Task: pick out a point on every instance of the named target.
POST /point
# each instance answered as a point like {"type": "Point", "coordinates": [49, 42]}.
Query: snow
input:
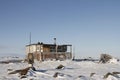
{"type": "Point", "coordinates": [73, 70]}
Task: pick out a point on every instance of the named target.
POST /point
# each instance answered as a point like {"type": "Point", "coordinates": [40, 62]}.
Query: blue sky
{"type": "Point", "coordinates": [91, 26]}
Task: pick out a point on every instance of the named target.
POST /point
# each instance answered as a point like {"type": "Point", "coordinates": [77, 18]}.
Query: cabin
{"type": "Point", "coordinates": [42, 51]}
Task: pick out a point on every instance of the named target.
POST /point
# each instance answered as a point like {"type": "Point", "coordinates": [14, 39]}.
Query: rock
{"type": "Point", "coordinates": [55, 75]}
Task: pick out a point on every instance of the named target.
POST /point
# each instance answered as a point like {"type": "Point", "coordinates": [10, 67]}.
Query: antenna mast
{"type": "Point", "coordinates": [30, 41]}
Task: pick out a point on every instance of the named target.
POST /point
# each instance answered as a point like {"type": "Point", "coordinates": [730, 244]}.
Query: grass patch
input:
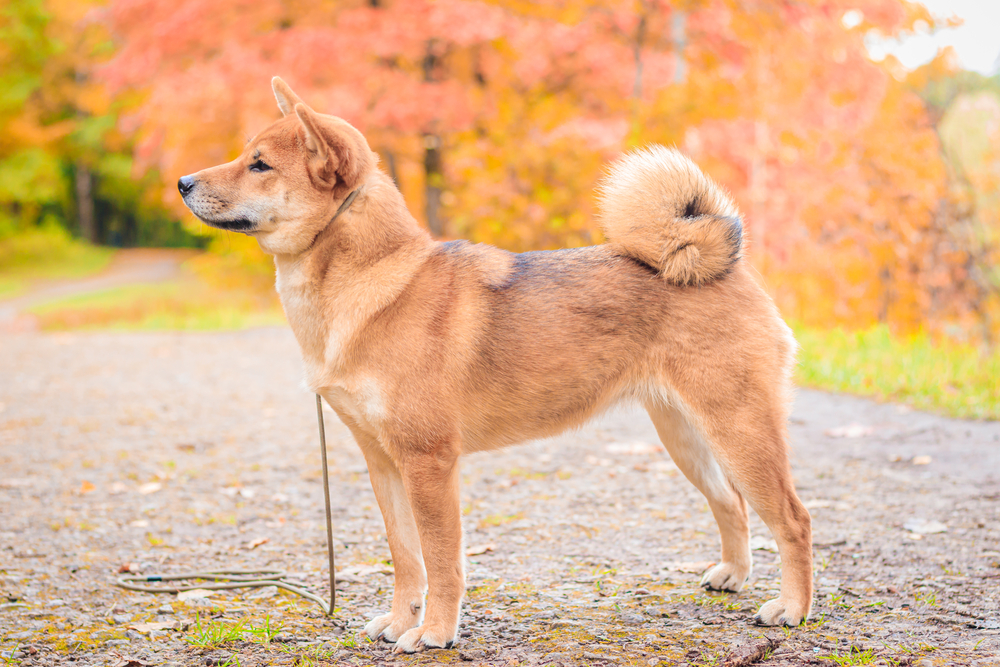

▶ [Description of the task]
Go through the entries above and count the lines containing the string "like". Give only that number.

▶ [Exercise output]
6